* [REQUIRED WORK] Emit the entire listing verbatim.

* [AVAILABLE DATA]
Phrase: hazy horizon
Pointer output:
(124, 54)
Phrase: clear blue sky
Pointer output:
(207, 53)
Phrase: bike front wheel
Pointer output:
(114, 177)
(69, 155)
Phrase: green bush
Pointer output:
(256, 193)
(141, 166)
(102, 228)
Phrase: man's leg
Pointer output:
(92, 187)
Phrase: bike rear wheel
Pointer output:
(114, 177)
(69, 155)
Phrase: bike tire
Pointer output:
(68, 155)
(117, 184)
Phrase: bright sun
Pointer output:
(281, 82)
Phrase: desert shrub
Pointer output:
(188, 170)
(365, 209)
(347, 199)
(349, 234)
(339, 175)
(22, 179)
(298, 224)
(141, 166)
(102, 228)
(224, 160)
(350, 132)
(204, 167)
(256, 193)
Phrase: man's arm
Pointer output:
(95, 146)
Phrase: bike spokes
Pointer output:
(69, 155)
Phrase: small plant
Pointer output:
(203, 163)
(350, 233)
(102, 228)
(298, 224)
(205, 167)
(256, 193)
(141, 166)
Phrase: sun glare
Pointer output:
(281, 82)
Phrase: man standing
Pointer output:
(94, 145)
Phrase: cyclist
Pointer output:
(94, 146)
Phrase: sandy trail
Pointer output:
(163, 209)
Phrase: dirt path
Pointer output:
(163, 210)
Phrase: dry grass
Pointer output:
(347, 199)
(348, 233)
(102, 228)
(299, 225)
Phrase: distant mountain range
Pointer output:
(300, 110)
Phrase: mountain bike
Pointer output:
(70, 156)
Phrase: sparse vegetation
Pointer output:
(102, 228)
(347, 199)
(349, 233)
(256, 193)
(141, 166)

* [FINISHED EXERCISE]
Phrase: hazy horizon
Pointer output:
(124, 54)
Phrase: clear blue sky
Pointer output:
(207, 53)
Phrase: bike front wheel
Pointer output:
(114, 177)
(69, 155)
Phrase: green bush
Pointer output:
(256, 193)
(141, 166)
(102, 228)
Phrase: man's leg
Pointer output:
(92, 187)
Phrase: bike rear wheel
Pointer output:
(114, 177)
(69, 155)
Phrase: bike tire
Pointer output:
(68, 155)
(117, 184)
Phrase: bright sun
Pointer output:
(281, 82)
Phrase: desert shrub
Pointer output:
(188, 170)
(365, 209)
(347, 199)
(349, 234)
(339, 175)
(22, 179)
(298, 224)
(141, 166)
(102, 228)
(224, 160)
(350, 132)
(204, 167)
(256, 193)
Phrase: man's arm
Pointer output:
(95, 146)
Phrase: bike spokes
Pointer output:
(69, 155)
Phrase: small plant
Pointer output:
(203, 163)
(350, 233)
(102, 228)
(298, 224)
(205, 167)
(256, 193)
(141, 166)
Phrase: sun glare
Pointer output:
(281, 82)
Phrase: man standing
Pointer output:
(94, 145)
Phrase: cyclist
Pointer output:
(94, 146)
Phrase: sandy trail
Pointer output:
(163, 209)
Phrase: dirt path
Pointer output:
(163, 210)
Phrase: dry grass
Pointer output:
(347, 199)
(348, 233)
(102, 228)
(299, 225)
Phrase: distant mountain range
Pointer output:
(300, 110)
Phrase: mountain bike
Pointer output:
(70, 156)
Phrase: sparse vegetation
Pointer output:
(102, 228)
(347, 199)
(349, 233)
(256, 193)
(141, 166)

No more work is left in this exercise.